BRIEF: Repeat the whole listing exactly as it appears.

# # # #

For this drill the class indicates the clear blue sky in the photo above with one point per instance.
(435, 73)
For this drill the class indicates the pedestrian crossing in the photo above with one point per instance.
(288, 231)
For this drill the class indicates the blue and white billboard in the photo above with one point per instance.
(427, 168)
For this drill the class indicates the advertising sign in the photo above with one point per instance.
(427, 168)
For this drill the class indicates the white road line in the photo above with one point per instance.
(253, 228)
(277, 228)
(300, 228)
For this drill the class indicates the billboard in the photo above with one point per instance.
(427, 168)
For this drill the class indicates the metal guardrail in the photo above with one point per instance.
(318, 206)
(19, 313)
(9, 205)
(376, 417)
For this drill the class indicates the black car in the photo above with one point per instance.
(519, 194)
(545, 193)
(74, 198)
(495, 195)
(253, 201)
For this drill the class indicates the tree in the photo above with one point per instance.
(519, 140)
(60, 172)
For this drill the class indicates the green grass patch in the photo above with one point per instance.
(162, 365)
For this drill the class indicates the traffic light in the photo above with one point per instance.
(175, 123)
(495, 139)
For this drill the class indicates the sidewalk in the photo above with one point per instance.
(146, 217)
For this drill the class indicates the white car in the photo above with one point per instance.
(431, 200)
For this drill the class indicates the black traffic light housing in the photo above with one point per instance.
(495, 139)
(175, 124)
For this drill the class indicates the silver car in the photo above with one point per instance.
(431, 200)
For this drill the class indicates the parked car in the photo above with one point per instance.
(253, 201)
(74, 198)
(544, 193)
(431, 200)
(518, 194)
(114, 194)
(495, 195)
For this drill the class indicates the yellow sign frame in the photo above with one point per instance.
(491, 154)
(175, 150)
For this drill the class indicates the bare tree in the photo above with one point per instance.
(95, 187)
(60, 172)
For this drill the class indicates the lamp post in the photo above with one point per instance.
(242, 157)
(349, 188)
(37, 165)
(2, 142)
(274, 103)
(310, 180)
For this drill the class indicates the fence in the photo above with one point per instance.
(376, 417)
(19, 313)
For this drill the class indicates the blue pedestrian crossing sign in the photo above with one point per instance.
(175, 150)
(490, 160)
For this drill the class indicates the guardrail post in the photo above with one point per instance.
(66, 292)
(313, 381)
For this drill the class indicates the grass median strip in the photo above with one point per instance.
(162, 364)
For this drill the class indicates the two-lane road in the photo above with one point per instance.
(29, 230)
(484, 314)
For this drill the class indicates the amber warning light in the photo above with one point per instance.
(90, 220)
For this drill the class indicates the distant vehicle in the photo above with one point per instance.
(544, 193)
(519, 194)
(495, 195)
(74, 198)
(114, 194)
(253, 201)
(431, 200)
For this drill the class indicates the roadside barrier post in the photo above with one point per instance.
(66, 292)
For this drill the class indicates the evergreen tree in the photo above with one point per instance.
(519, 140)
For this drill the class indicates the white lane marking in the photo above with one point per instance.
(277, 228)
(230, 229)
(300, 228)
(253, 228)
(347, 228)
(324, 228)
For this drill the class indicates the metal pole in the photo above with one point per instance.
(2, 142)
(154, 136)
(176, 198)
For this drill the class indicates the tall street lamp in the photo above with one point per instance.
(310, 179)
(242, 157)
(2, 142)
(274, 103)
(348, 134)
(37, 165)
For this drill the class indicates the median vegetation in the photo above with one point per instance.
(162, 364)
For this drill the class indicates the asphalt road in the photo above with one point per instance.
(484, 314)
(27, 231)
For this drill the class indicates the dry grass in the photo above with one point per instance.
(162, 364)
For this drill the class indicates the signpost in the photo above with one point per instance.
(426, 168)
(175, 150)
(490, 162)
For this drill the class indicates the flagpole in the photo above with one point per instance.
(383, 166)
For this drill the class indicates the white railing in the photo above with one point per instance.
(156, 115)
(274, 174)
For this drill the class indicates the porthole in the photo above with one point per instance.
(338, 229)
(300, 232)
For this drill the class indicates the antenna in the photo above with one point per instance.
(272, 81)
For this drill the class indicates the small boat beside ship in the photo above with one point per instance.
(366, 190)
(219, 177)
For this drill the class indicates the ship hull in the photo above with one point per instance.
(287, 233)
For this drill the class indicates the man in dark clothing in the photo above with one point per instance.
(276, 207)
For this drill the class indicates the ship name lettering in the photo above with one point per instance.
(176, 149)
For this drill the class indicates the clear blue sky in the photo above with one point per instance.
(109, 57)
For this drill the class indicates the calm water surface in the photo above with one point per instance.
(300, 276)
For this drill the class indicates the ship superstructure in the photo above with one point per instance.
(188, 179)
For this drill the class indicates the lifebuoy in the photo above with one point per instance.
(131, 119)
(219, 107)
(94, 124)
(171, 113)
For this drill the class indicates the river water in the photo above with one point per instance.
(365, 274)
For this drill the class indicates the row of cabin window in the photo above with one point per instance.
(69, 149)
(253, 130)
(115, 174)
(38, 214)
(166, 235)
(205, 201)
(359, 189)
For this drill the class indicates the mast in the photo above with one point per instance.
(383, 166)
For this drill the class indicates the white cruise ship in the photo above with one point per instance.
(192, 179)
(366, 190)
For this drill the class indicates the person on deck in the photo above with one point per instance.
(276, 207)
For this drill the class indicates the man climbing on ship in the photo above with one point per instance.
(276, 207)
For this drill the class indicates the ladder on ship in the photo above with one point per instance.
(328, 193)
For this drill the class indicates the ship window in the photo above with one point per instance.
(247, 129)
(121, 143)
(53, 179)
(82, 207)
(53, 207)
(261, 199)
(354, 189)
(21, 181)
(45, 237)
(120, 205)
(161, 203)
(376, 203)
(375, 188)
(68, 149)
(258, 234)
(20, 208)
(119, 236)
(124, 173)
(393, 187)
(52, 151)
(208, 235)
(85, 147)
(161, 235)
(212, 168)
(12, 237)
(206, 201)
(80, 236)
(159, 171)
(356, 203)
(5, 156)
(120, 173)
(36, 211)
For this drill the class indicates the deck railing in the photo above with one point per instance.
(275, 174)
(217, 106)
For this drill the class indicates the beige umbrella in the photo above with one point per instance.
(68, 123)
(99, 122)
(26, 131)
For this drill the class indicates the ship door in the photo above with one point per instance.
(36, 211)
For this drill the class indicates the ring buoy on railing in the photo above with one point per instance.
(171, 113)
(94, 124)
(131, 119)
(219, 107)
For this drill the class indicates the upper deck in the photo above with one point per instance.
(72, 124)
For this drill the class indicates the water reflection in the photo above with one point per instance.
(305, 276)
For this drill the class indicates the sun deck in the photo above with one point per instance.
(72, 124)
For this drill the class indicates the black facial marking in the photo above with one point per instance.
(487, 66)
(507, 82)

# # # #

WRITTEN SOLUTION:
For this drill the class indicates the clear blue sky in the photo above with one point per instance.
(435, 73)
For this drill the class indicates the pedestrian crossing in the photo above with one point per instance.
(288, 231)
For this drill the class indicates the blue and white billboard in the photo above with one point per instance.
(427, 168)
For this drill the class indicates the advertising sign in the photo above with one point per instance.
(427, 168)
For this drill the class indicates the white road line in the photo above with one point per instance.
(253, 228)
(277, 228)
(300, 228)
For this drill the class indicates the billboard in the photo above with one point per instance.
(427, 168)
For this drill the class indicates the metal guardrail in the photo above with one point per instance.
(318, 206)
(19, 313)
(9, 205)
(376, 417)
For this drill the class indicates the black car in the photo above with one point per instance.
(519, 194)
(545, 193)
(74, 198)
(495, 195)
(253, 201)
For this drill the class indicates the tree in the photo above with one point per instance.
(519, 140)
(60, 172)
For this drill the class indicates the green grass patch in the photo above with one point per instance.
(162, 365)
For this drill the class indicates the traffic light in the photo above with one point per instance.
(175, 123)
(495, 139)
For this drill the class indicates the sidewalk in the photo above with one point per instance.
(146, 217)
For this drill the class indicates the white car in the photo above with one point per instance.
(431, 200)
For this drill the class indicates the black traffic light housing in the photo above with one point per instance.
(495, 139)
(175, 124)
For this drill the class indicates the silver car in the photo above with one point per instance.
(431, 200)
For this drill the class indicates the parked car in the photo above with one point per instance.
(253, 201)
(74, 198)
(544, 193)
(431, 200)
(518, 194)
(114, 194)
(495, 195)
For this drill the class indicates the yellow sign frame in the photo above with one point per instance.
(491, 154)
(175, 150)
For this drill the class indicates the bare tree in the photo above with one point per instance.
(95, 187)
(60, 172)
For this drill the class indicates the lamp post in the photo above with one point per instance.
(242, 157)
(349, 188)
(37, 165)
(2, 142)
(274, 103)
(310, 180)
For this drill the class indicates the fence in the photo above with one point per instance.
(376, 417)
(19, 313)
For this drill the class indicates the blue pedestrian crossing sign in the photo above with one point per instance.
(175, 150)
(490, 160)
For this drill the class indicates the guardrail post in the photo above with one point per instance.
(66, 292)
(313, 381)
For this drill the class indicates the grass median strip in the photo above with one point per instance.
(162, 364)
For this drill the class indicates the two-lane road in the photo above with one point per instance.
(29, 230)
(484, 314)
For this drill the class indicates the amber warning light in the photo above with one point per instance.
(90, 220)
For this drill the class indicates the distant vehicle in the photo above with one point per instance.
(544, 193)
(519, 194)
(495, 195)
(74, 198)
(114, 194)
(253, 201)
(431, 200)
For this drill the class indicates the roadside barrier post in the photo above with one point per instance.
(66, 292)
For this drill the class indicates the evergreen tree in the photo above with one point per instance.
(519, 140)
For this drill the class indicates the white lane marking in the photo above with one point per instance.
(277, 228)
(230, 229)
(300, 228)
(253, 228)
(347, 228)
(324, 228)
For this drill the class indicates the metal pole in the photo above with one point per instance.
(2, 142)
(154, 136)
(176, 198)
For this drill the class indicates the tall street lamp in the photo above with one point per instance.
(310, 179)
(242, 157)
(2, 142)
(274, 103)
(348, 134)
(37, 165)
For this drill the class indicates the median vegetation in the photo above with one point per instance.
(162, 364)
For this drill the class indicates the asphalt road in the photo above with one point per instance.
(484, 314)
(27, 231)
For this drill the class indicates the dry grass in the photo above with one point per instance.
(162, 364)
For this drill the class indicates the signpost in the photo above with one point per instance.
(426, 168)
(175, 150)
(490, 162)
For this drill the class indicates the flagpole in the photo above with one point per instance.
(383, 166)
For this drill the class indicates the white railing in the photo above with one point per instance.
(156, 115)
(274, 174)
For this drill the class indicates the porthole in the photo above with one point per instance.
(338, 229)
(300, 232)
For this drill the class indicates the antenna in the photo above with one point per instance.
(272, 81)
For this drill the class indicates the small boat beside ship in the photo above with one point per instance.
(366, 190)
(219, 177)
For this drill the class indicates the ship hull in the photo above with one point per instance.
(287, 233)
For this drill the class indicates the man in dark clothing in the photo above with one point per instance.
(276, 207)
For this drill the class indicates the ship name lettering in the photo above with one point per instance.
(176, 149)
For this drill the class indicates the clear blue sky in the photo above with one point per instance.
(109, 57)
For this drill the class indicates the calm water surface in the photo above with one point per instance.
(300, 276)
For this drill the class indicates the ship superstructure in the photo above with one point per instance.
(188, 179)
For this drill the class indicates the lifebuoy in the photo above with one point per instance.
(131, 119)
(219, 107)
(94, 124)
(171, 113)
For this drill the class indicates the river water in the photo above with one point per instance.
(365, 274)
For this drill the class indicates the row of cabin window in the photo above with one point per instance.
(69, 149)
(253, 130)
(115, 174)
(38, 214)
(166, 235)
(205, 201)
(359, 189)
For this drill the class indicates the mast in the photo above with one point per instance.
(383, 166)
For this drill the class indicates the white cruise ship in the photo above with one point per instance.
(192, 179)
(366, 190)
For this drill the class indicates the person on deck in the photo above with one point per instance.
(276, 207)
For this drill the class indicates the man climbing on ship in the photo above with one point per instance.
(276, 207)
For this drill the class indicates the ladder on ship in the photo above with one point per instance.
(328, 193)
For this drill the class indicates the ship window in the photo above with one point per instance.
(247, 129)
(121, 143)
(53, 179)
(82, 207)
(53, 207)
(261, 199)
(354, 189)
(21, 181)
(45, 237)
(120, 205)
(161, 203)
(376, 203)
(375, 188)
(68, 149)
(258, 234)
(20, 208)
(119, 236)
(124, 173)
(393, 187)
(52, 151)
(208, 235)
(85, 147)
(161, 235)
(212, 168)
(12, 237)
(206, 201)
(80, 236)
(159, 171)
(356, 203)
(5, 156)
(120, 173)
(36, 211)
For this drill the class indicates the deck railing in the photo above with one point per instance.
(275, 174)
(217, 106)
For this drill the class indicates the beige umbrella in the photo above with one point per instance.
(68, 123)
(99, 122)
(26, 131)
For this drill the class indicates the ship door in the photo above with one point per instance.
(36, 211)
For this drill the class indicates the ring buoy on railing in the photo above with one point per instance.
(171, 113)
(94, 124)
(131, 119)
(219, 107)
For this drill the class indicates the upper deck in the photo above with one point per instance.
(72, 124)
For this drill the class indicates the water reflection in the photo above with one point per instance.
(305, 276)
For this drill the class indicates the sun deck in the photo above with one point per instance.
(72, 124)
For this drill the class indicates the black facial marking in the photo above with one point per instance.
(487, 66)
(507, 82)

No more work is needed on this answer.